Set task ->
Convert every record below into a two-column CSV headed request_text and expected_boxes, with one row per record and each record's text and answer placed in a single quoted field with line breaks replaced by spaces. Omit the pictures.
· · · · ·
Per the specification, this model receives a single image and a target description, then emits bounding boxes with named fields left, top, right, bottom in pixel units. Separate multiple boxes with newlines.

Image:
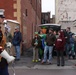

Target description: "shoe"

left=32, top=60, right=35, bottom=62
left=35, top=60, right=38, bottom=62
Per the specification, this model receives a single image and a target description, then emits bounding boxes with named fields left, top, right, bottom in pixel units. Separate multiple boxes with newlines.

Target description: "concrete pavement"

left=8, top=56, right=76, bottom=69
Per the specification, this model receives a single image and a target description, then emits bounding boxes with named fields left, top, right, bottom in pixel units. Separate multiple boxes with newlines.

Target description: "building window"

left=25, top=9, right=28, bottom=16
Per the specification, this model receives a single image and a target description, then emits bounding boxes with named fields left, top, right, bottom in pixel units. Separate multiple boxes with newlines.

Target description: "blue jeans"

left=15, top=46, right=20, bottom=59
left=0, top=66, right=9, bottom=75
left=43, top=45, right=53, bottom=63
· · · · ·
Answer to the task ->
request_text,expected_boxes
"Per the specification, this model receives a single image and a target description, then emits bounding boxes with named fields left, top, right, bottom in pixel units. Separate multiple boxes with newlines. Image: Target description: ""shoe""","left=32, top=60, right=35, bottom=62 left=35, top=60, right=38, bottom=62"
"Per the specification, this model receives a single image and a target description, then emits bounding boxes with named fields left, top, right, bottom in pixel units. Separate multiple boxes with newlines. Target description: ""concrete pavement""","left=8, top=56, right=76, bottom=69"
"Per the specification, this model receives a single image and a target description, then emits bounding boxes with named fields left, top, right, bottom in pixel units. Separate multiple boxes with newlines. Target description: ""building window""","left=25, top=9, right=28, bottom=16"
"Per the specification, this model receives a single image and a target description, then emits bounding boxes with named fields left, top, right, bottom in pixel units. Separate multiple boxes with newlines. Target description: ""blue jeans""","left=15, top=46, right=20, bottom=59 left=0, top=66, right=9, bottom=75 left=43, top=45, right=53, bottom=63"